▶ EXCERPTED TEXT:

---+---

ROS2 URDF Mesh File Types

This is highly related to the discussion on this thread, but not really relevant to the title/stated purpose of the thread so I decided to make a new one.

With the release of Blender 5.0, the Collada (dae) format is no longer supported. Of course, we could use older versions of Blender or other applications entirely to edit these files. But this change marks a broader shift away from Collada which is explained in the thread linked above.

I understand that other mesh types, e.g. ply, glb, obj, can be effectively used with many ROS2 applications. That anything that the mesh loader (e.g. Assimp) will load will work. But for the purpose of guidance, I think it would be good if there is a new file format that is agreed upon for new meshes as an alternative to Collada.

The official guidance states the following:

Any geometry format is acceptable but specific application compatibility is dependent on implementation. The recommended format for best texture and color support is Collada .dae files.

Effectively what I am saying is that it would be good to add a new “officially recommended” file type alongside Collada. I am certainly not saying that support should be dropped for Collada in favor of something newer, but creating new Collada files is becoming more tedious so I think that another file type can be used for URDFs that are created in the future.

---+---

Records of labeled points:
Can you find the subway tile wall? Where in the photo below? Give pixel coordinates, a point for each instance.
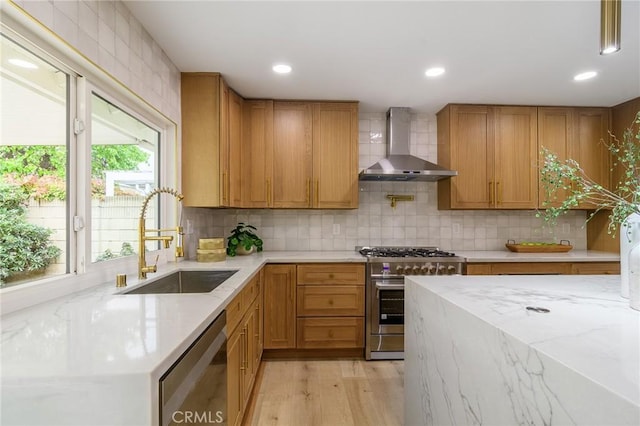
(107, 34)
(375, 222)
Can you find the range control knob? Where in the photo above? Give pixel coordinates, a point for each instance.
(431, 269)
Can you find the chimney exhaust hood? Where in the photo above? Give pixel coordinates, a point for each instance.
(399, 165)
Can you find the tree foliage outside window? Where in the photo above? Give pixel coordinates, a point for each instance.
(24, 247)
(40, 169)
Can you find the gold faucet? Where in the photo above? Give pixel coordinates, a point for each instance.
(143, 268)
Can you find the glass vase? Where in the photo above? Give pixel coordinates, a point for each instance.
(629, 238)
(634, 277)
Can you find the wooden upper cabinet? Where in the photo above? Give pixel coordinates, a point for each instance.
(590, 146)
(335, 155)
(464, 134)
(203, 97)
(580, 134)
(515, 158)
(257, 153)
(494, 151)
(292, 154)
(555, 133)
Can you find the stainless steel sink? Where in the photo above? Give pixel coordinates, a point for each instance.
(185, 282)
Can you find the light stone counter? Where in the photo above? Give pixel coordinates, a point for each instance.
(508, 256)
(475, 355)
(95, 357)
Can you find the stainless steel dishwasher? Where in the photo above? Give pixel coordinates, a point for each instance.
(194, 389)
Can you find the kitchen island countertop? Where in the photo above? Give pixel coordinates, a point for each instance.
(477, 355)
(95, 356)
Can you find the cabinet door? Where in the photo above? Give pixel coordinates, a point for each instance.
(233, 172)
(470, 132)
(555, 132)
(335, 155)
(292, 154)
(515, 161)
(279, 306)
(257, 153)
(590, 146)
(235, 351)
(201, 136)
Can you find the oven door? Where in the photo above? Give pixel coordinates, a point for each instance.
(387, 306)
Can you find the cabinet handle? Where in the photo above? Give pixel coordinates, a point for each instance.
(225, 188)
(269, 192)
(244, 349)
(490, 193)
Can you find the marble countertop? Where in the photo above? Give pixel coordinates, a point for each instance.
(589, 329)
(508, 256)
(100, 351)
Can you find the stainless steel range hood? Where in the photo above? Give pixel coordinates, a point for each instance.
(399, 164)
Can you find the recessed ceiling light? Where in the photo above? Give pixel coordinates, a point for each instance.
(434, 72)
(282, 68)
(23, 64)
(585, 75)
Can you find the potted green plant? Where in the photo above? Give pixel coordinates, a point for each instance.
(623, 202)
(243, 240)
(25, 248)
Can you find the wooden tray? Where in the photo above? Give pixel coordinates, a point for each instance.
(563, 247)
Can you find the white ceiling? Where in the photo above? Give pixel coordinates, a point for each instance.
(504, 52)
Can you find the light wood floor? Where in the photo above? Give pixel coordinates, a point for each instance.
(328, 393)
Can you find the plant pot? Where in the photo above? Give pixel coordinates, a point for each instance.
(629, 238)
(634, 277)
(242, 251)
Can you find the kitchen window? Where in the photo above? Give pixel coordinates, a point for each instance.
(34, 166)
(78, 154)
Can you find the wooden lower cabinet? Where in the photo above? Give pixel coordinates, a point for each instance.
(280, 307)
(332, 332)
(314, 306)
(543, 268)
(244, 348)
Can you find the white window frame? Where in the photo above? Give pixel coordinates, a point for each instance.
(85, 78)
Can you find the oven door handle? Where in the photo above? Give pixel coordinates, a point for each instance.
(383, 286)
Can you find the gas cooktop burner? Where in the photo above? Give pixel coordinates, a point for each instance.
(404, 252)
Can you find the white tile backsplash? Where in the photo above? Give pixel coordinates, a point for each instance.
(106, 33)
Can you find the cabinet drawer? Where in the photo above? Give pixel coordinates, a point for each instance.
(332, 301)
(316, 333)
(596, 268)
(331, 273)
(242, 302)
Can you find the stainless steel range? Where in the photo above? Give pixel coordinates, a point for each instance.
(385, 271)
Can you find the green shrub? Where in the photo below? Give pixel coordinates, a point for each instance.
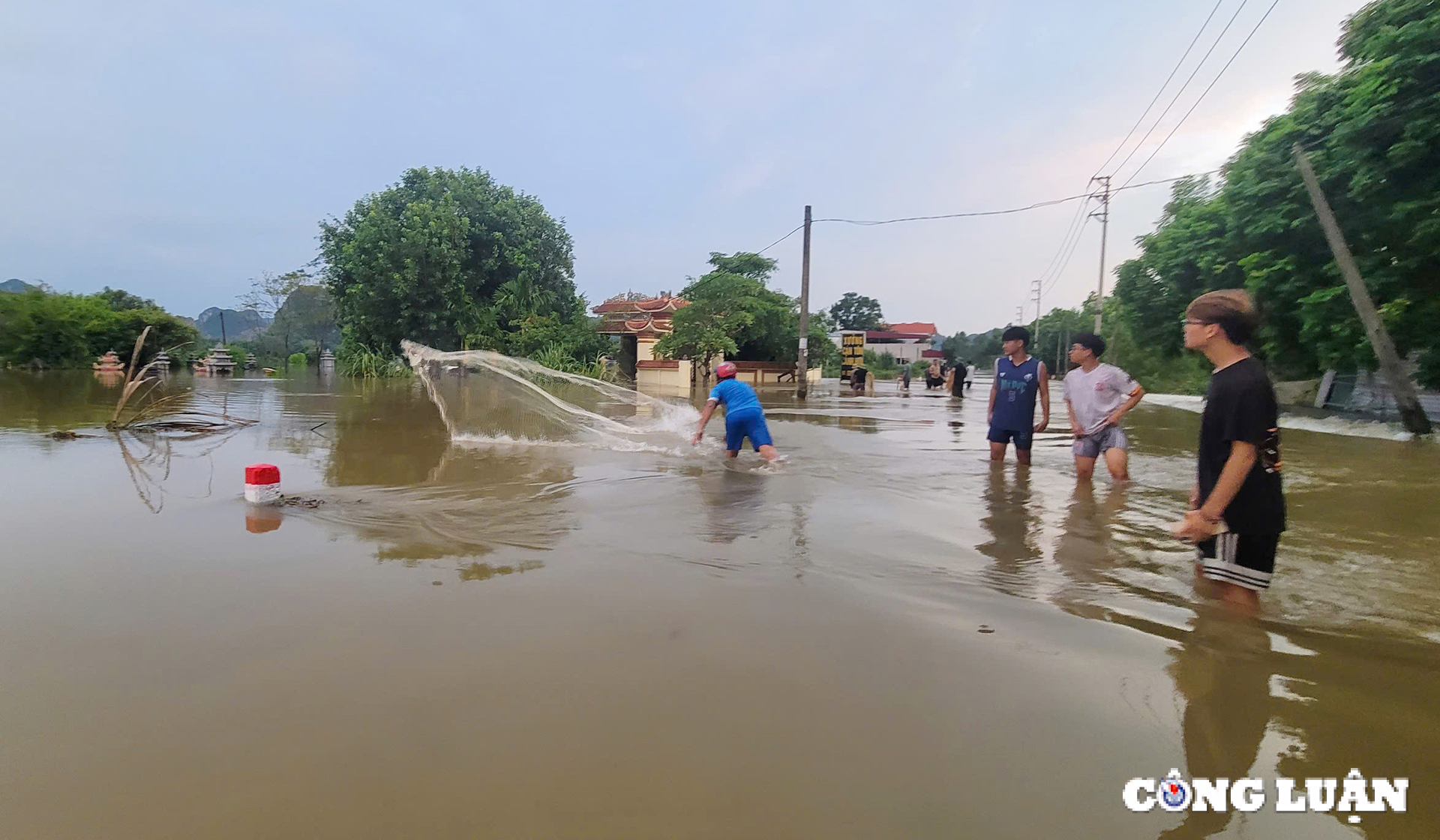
(368, 364)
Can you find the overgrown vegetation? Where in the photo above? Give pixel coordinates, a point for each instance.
(556, 358)
(71, 330)
(1372, 134)
(369, 364)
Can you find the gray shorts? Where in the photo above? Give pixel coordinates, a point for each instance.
(1095, 442)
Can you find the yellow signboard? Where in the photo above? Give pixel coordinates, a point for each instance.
(851, 353)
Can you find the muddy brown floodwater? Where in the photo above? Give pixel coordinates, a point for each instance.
(889, 638)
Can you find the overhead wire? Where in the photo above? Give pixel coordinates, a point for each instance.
(1181, 91)
(1156, 98)
(1206, 91)
(1078, 222)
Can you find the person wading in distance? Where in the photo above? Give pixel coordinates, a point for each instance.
(1018, 378)
(743, 417)
(1096, 398)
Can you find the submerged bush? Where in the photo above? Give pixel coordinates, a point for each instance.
(369, 364)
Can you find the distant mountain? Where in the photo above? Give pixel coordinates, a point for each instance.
(238, 323)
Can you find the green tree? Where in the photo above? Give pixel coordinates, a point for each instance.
(732, 311)
(308, 313)
(1372, 134)
(120, 300)
(70, 330)
(448, 258)
(857, 311)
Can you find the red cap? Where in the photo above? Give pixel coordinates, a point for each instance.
(262, 475)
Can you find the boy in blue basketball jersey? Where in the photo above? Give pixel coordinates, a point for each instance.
(1018, 378)
(743, 417)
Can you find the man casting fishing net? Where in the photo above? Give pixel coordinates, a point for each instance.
(743, 417)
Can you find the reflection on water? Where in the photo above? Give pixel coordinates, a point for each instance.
(1222, 675)
(660, 619)
(1012, 530)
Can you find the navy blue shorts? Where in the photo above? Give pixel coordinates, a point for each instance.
(749, 424)
(1023, 440)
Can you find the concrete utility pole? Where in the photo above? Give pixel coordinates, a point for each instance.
(1410, 411)
(1103, 214)
(802, 358)
(1034, 338)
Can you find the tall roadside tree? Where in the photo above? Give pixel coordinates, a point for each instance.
(1372, 134)
(450, 258)
(857, 311)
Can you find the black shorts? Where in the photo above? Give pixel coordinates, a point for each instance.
(1244, 560)
(1023, 440)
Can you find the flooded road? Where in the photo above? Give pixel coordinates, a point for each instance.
(887, 638)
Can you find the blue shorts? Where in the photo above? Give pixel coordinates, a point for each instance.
(749, 424)
(1023, 440)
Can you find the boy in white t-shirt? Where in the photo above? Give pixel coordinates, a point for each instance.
(1098, 397)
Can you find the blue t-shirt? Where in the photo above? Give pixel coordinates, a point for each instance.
(736, 397)
(1016, 402)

---+---

▶ SET TASKS:
(a) In the post about ROS2 mesh file types, which Blender release no longer supports the Collada format?
(b) Echo the passage of the ROS2 mesh post that begins at the words "Any geometry format" and stops after "in the future.".
(c) Write what follows the last sentence of the ROS2 mesh post.

▶ THE RESPONSES:
(a) Blender 5.0

(b)
Any geometry format is acceptable but specific application compatibility is dependent on implementation. The recommended format for best texture and color support is Collada .dae files.

Effectively what I am saying is that it would be good to add a new “officially recommended” file type alongside Collada. I am certainly not saying that support should be dropped for Collada in favor of something newer, but creating new Collada files is becoming more tedious so I think that another file type can be used for URDFs that are created in the future.

(c)
As a quick example of why I think it is important for a new file to be “officially recommended”, while glb files can be imported to Isaac Sim as a standalone, and glb can also be used as a URDF mesh type and displayed in RViz, the Isaac Sim URDF importer only supports dae, obj, and stl for the mesh types, so a URDF with glb is not easily importable. Presumably, if it was a recommended format, it would be supported by the URDF importer. I am sure that there are probably other applications with similar arbitrary limitations, but that is the first one that comes to mind.

With the disclaimer that I am not particularly familiar with different 3D file formats, I think that gLTF 2.0 (gltf/glb) makes sense. It is compact, widely supported, and supports meshes and textures in one file.

This change could start with just an addition to the quoted section above, but I don’t know the full implications of a change like this.

Are there difficulties that I am overlooking? I would appreciate thoughts on this.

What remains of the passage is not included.